| WORK TO BE COMPLETED |
Your task is to copy the stretch of lines in the records below that begins with the line containing "Could you spot the life raft" and ends with the line containing "Could you spot the hazy", exactly as written, with nothing added.

| SUPPLIED RECORDS |
= Beginning of Section =
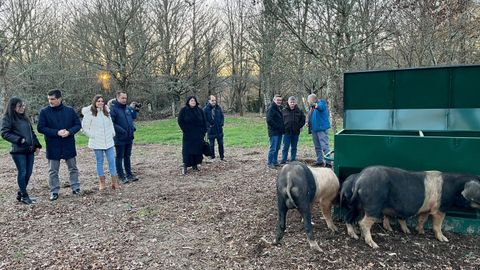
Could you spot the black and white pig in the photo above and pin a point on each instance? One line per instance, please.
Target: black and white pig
(395, 192)
(353, 210)
(299, 186)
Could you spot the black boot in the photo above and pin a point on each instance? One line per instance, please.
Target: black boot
(26, 199)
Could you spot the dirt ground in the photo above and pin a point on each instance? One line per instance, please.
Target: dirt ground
(212, 219)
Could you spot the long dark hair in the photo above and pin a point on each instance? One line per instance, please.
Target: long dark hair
(188, 100)
(93, 108)
(12, 105)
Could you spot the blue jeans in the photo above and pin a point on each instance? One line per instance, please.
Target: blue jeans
(220, 146)
(275, 143)
(99, 153)
(290, 141)
(123, 154)
(54, 181)
(320, 140)
(24, 164)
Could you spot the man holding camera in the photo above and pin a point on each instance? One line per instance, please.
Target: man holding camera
(215, 118)
(122, 118)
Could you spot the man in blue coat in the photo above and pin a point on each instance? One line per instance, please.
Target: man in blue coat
(59, 123)
(123, 123)
(318, 126)
(214, 117)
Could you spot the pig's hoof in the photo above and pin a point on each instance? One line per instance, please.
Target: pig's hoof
(314, 246)
(442, 238)
(333, 228)
(372, 244)
(353, 235)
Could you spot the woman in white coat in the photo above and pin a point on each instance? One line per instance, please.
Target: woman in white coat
(98, 127)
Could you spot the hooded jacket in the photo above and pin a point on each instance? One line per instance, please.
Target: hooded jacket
(99, 129)
(214, 118)
(123, 122)
(14, 129)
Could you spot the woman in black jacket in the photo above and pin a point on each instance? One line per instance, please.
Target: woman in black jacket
(17, 129)
(191, 120)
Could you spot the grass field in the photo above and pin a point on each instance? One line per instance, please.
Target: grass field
(245, 132)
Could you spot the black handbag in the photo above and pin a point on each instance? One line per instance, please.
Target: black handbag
(206, 148)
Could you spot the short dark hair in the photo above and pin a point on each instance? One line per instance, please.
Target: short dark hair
(55, 92)
(120, 92)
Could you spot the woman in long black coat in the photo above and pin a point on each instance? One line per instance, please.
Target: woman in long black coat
(192, 122)
(17, 129)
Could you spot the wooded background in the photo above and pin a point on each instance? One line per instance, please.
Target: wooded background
(243, 51)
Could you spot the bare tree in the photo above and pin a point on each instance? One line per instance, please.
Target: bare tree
(15, 28)
(239, 63)
(114, 36)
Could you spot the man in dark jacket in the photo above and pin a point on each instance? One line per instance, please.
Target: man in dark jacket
(59, 123)
(123, 123)
(294, 120)
(214, 117)
(275, 130)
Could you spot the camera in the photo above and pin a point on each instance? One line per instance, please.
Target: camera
(136, 106)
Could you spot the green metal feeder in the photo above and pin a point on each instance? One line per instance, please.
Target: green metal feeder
(416, 119)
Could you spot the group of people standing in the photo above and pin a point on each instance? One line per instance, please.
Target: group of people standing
(287, 123)
(106, 127)
(195, 124)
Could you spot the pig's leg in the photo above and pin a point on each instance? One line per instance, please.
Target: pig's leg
(281, 223)
(351, 231)
(307, 223)
(422, 218)
(437, 221)
(386, 223)
(327, 214)
(403, 226)
(365, 225)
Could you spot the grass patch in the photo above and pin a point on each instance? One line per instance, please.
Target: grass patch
(245, 132)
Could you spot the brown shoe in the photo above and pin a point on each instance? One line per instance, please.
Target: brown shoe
(101, 186)
(115, 184)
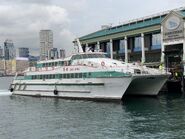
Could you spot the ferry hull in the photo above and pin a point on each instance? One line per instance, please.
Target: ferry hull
(148, 85)
(103, 88)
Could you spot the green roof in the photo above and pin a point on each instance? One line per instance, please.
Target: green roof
(128, 27)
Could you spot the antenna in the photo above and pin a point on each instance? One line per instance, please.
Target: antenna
(80, 50)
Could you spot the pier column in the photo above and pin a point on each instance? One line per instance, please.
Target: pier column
(111, 49)
(142, 48)
(98, 46)
(126, 49)
(86, 47)
(183, 60)
(162, 46)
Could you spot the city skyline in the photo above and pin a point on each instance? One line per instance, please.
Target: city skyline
(68, 20)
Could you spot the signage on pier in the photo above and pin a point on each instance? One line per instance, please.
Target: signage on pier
(173, 27)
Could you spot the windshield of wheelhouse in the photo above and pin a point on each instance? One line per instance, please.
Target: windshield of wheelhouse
(87, 56)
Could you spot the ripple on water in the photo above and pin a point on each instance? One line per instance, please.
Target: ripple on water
(45, 118)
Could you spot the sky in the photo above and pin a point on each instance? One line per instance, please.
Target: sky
(21, 20)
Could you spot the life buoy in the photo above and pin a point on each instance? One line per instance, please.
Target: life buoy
(55, 92)
(102, 63)
(11, 89)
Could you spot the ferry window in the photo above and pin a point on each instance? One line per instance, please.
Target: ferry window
(72, 75)
(89, 74)
(68, 76)
(80, 75)
(76, 57)
(61, 63)
(89, 56)
(76, 75)
(84, 56)
(44, 76)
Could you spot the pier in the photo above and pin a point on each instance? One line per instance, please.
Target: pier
(154, 41)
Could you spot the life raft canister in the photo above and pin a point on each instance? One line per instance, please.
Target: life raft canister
(55, 92)
(11, 89)
(102, 63)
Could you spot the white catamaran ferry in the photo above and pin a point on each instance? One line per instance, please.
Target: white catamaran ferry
(88, 76)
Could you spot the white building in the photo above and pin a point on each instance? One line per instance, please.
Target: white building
(46, 43)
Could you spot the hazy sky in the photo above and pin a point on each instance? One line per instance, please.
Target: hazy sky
(21, 20)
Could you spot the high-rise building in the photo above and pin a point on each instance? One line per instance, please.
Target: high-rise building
(9, 50)
(24, 52)
(62, 53)
(1, 52)
(46, 43)
(53, 53)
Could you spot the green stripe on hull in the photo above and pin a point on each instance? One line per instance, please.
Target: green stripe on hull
(109, 74)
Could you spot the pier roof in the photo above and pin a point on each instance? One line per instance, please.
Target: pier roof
(132, 25)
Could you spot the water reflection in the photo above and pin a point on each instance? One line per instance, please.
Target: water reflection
(135, 117)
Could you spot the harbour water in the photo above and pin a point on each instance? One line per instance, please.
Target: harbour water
(136, 117)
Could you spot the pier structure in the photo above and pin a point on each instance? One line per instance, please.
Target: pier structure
(152, 40)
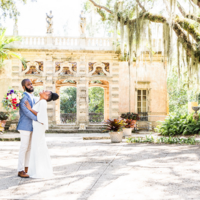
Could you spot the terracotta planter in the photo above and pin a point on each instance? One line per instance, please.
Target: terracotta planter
(127, 131)
(116, 137)
(2, 125)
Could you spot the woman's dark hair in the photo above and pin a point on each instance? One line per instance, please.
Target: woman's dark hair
(53, 97)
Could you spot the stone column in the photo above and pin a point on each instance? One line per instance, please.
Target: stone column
(5, 79)
(57, 107)
(82, 103)
(49, 84)
(82, 95)
(114, 92)
(106, 103)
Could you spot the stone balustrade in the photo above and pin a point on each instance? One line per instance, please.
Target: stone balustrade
(73, 43)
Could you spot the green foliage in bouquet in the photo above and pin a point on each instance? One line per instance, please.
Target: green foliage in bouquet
(115, 125)
(129, 115)
(179, 125)
(3, 116)
(129, 123)
(11, 102)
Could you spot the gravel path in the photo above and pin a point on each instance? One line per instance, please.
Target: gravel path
(97, 169)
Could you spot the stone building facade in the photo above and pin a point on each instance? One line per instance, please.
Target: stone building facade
(53, 62)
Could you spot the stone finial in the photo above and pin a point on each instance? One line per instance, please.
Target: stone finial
(82, 24)
(49, 20)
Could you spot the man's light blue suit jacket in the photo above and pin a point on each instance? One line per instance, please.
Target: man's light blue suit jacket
(26, 116)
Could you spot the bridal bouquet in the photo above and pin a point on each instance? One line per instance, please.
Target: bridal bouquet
(11, 101)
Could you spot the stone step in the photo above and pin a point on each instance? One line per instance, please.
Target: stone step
(64, 127)
(68, 131)
(96, 127)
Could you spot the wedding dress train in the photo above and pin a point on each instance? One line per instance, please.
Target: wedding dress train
(40, 162)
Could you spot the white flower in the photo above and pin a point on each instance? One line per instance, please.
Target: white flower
(14, 96)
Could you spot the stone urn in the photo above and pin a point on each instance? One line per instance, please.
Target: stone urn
(196, 115)
(116, 137)
(127, 131)
(3, 119)
(2, 125)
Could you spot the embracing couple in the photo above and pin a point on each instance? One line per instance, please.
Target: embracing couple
(34, 160)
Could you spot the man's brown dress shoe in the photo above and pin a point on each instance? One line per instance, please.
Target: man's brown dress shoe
(26, 169)
(22, 174)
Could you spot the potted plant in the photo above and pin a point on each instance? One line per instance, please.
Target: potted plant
(129, 115)
(115, 129)
(130, 124)
(3, 118)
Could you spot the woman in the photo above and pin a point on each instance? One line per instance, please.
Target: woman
(40, 162)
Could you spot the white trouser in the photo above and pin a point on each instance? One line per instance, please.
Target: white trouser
(25, 149)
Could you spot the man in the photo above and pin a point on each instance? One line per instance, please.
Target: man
(25, 128)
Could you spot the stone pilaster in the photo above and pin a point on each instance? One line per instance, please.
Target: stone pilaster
(114, 92)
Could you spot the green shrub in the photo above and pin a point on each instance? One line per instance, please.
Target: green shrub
(179, 125)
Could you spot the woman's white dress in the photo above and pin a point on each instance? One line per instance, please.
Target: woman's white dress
(40, 162)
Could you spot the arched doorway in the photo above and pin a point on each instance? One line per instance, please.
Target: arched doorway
(98, 101)
(67, 92)
(68, 104)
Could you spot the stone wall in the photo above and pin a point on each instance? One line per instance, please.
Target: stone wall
(83, 67)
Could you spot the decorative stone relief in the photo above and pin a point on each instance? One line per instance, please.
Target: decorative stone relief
(49, 20)
(65, 68)
(40, 63)
(82, 24)
(99, 69)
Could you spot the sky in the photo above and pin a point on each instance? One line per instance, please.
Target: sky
(32, 19)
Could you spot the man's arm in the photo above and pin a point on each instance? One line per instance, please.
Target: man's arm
(26, 111)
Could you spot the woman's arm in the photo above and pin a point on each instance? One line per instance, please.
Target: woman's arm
(29, 107)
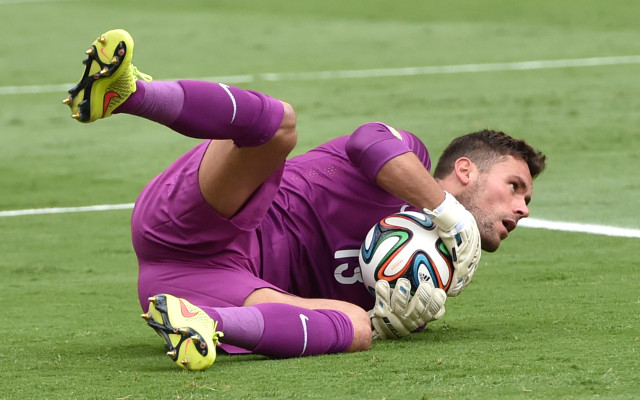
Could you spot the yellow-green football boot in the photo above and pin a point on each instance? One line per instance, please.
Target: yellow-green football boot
(190, 333)
(108, 80)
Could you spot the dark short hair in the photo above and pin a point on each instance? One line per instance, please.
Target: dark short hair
(486, 148)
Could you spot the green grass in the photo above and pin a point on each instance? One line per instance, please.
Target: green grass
(551, 315)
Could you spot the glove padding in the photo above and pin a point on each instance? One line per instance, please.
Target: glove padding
(459, 233)
(397, 313)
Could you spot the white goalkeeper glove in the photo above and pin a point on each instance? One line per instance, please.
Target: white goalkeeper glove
(397, 313)
(459, 232)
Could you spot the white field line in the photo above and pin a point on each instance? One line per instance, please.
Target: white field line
(527, 223)
(374, 73)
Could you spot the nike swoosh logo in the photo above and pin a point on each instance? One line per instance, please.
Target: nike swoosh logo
(107, 100)
(185, 311)
(304, 319)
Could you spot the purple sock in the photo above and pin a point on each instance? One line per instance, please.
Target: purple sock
(207, 110)
(281, 330)
(242, 326)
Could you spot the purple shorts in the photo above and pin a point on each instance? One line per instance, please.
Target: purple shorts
(185, 248)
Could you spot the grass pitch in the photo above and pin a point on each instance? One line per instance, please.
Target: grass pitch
(551, 315)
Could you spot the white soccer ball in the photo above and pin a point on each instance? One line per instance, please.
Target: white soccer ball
(405, 245)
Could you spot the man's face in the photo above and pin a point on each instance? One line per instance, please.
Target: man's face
(498, 200)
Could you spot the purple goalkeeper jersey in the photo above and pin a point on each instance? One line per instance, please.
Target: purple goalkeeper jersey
(311, 235)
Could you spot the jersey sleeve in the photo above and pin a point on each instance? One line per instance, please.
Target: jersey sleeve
(373, 144)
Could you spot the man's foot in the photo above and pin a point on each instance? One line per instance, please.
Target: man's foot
(190, 333)
(108, 80)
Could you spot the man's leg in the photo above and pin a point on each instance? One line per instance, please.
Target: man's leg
(259, 130)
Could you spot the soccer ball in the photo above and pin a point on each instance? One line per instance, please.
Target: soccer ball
(405, 245)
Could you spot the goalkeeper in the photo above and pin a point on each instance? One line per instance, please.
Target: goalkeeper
(242, 248)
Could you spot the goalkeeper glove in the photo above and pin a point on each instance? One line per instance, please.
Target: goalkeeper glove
(459, 233)
(397, 313)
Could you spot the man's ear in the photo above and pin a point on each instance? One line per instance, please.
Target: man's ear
(465, 170)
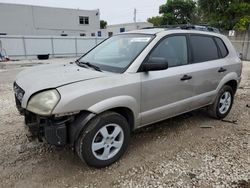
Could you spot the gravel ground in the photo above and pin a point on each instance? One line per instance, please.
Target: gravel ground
(191, 150)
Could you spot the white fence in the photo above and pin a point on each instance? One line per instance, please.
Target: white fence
(30, 46)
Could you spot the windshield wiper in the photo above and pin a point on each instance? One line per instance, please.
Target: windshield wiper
(87, 64)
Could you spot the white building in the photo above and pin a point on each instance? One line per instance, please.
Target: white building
(37, 20)
(119, 28)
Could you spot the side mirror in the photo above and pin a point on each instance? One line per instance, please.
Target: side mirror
= End of Section =
| ANSWER TO THIS EXERCISE |
Could you spot the life raft canister in the photo above and pin a point on each instance? One line per instance, please.
Target: life raft canister
(55, 92)
(11, 89)
(102, 63)
Could you spot the white catamaran ferry in the photo above and pin a point on each instance? One line per instance, please.
Target: white catamaran ferry
(88, 76)
Could you spot the white building in the photo above and pin a point on each instance? One line per instance, please.
Target: white building
(46, 43)
Could you spot the hazy sky in the photo above and pin a point on each instance? One line per instance, please.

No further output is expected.